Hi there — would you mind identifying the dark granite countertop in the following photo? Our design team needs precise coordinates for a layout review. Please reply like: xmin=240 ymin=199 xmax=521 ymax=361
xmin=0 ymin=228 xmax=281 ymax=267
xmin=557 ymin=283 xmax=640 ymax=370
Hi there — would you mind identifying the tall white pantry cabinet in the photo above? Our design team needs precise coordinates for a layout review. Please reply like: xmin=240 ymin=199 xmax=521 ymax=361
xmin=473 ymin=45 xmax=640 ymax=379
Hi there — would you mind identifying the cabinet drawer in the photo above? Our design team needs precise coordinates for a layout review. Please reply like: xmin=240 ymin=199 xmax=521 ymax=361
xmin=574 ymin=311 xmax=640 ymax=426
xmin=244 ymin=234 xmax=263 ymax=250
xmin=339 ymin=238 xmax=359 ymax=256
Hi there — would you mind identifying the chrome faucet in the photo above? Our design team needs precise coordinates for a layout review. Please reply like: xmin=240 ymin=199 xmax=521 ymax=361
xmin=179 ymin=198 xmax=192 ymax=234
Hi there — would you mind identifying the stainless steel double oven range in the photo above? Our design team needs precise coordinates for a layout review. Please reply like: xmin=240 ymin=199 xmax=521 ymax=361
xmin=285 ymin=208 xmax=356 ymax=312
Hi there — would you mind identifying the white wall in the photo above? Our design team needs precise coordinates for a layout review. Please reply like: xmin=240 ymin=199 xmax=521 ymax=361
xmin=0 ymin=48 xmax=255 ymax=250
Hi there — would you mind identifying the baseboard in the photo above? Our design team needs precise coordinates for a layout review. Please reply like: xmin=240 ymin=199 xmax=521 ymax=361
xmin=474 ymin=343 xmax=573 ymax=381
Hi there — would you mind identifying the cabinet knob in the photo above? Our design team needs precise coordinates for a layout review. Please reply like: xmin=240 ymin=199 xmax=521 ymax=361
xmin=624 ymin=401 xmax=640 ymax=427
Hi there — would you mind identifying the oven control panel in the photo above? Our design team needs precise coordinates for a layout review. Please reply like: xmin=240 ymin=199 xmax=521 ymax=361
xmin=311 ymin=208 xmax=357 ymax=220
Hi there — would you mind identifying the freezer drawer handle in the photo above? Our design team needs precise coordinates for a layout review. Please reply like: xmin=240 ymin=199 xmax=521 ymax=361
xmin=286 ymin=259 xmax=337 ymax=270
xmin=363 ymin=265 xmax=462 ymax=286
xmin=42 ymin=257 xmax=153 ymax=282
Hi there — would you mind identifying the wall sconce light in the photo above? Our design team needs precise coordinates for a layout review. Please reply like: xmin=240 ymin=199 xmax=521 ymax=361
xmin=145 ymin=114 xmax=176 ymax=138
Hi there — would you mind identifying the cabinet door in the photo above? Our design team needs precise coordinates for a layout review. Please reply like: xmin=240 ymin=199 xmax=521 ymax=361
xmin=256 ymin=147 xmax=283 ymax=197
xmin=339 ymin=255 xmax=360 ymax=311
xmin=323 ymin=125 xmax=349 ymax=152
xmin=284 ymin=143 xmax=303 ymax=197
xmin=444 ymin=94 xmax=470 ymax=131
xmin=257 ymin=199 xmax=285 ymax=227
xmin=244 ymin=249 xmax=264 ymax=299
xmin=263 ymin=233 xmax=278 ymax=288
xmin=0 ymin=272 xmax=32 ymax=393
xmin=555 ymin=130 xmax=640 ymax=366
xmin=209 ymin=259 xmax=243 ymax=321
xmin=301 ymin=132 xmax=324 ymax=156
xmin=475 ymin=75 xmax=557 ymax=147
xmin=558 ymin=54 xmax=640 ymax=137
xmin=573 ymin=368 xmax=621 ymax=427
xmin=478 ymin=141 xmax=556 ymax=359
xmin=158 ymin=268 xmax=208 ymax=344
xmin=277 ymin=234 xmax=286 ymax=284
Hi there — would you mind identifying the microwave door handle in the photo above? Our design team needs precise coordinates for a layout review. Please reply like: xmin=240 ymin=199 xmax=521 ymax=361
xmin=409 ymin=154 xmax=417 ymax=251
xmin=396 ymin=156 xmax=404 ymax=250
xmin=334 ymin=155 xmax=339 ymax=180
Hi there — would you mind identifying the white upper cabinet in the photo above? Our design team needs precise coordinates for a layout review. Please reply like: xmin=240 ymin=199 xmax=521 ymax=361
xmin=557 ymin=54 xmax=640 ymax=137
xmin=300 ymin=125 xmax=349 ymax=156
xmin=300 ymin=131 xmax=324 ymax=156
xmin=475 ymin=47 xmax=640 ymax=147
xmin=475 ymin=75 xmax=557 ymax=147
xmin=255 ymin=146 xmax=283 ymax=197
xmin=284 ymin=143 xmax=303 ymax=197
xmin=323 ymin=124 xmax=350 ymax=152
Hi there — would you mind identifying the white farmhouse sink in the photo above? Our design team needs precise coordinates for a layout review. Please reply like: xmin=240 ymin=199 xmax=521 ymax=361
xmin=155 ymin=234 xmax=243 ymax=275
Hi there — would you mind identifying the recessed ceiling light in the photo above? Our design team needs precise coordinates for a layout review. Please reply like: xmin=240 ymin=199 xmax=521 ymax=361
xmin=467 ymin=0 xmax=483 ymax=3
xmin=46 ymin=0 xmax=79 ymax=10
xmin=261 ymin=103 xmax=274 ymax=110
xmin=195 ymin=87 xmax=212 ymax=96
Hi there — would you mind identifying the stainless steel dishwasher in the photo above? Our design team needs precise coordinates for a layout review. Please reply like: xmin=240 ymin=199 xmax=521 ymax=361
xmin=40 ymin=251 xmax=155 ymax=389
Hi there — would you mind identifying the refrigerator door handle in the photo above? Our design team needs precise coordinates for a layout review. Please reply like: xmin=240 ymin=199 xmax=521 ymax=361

********************

[What you are asked to do] Please restate, exactly as written, the line that holds "stainless steel dishwasher" and all remaining lines of the data above, and only those.

[Answer box]
Hi there — would you mind identifying the stainless steel dishwasher in the photo above? Our design team needs precise coordinates for a layout review. Please reply like: xmin=240 ymin=199 xmax=521 ymax=361
xmin=40 ymin=251 xmax=155 ymax=389
Hi there — would you mind identifying the refrigerator door handle in the photo above? Our design team needs precise coordinates for a layout review. Please reply like: xmin=240 ymin=199 xmax=521 ymax=361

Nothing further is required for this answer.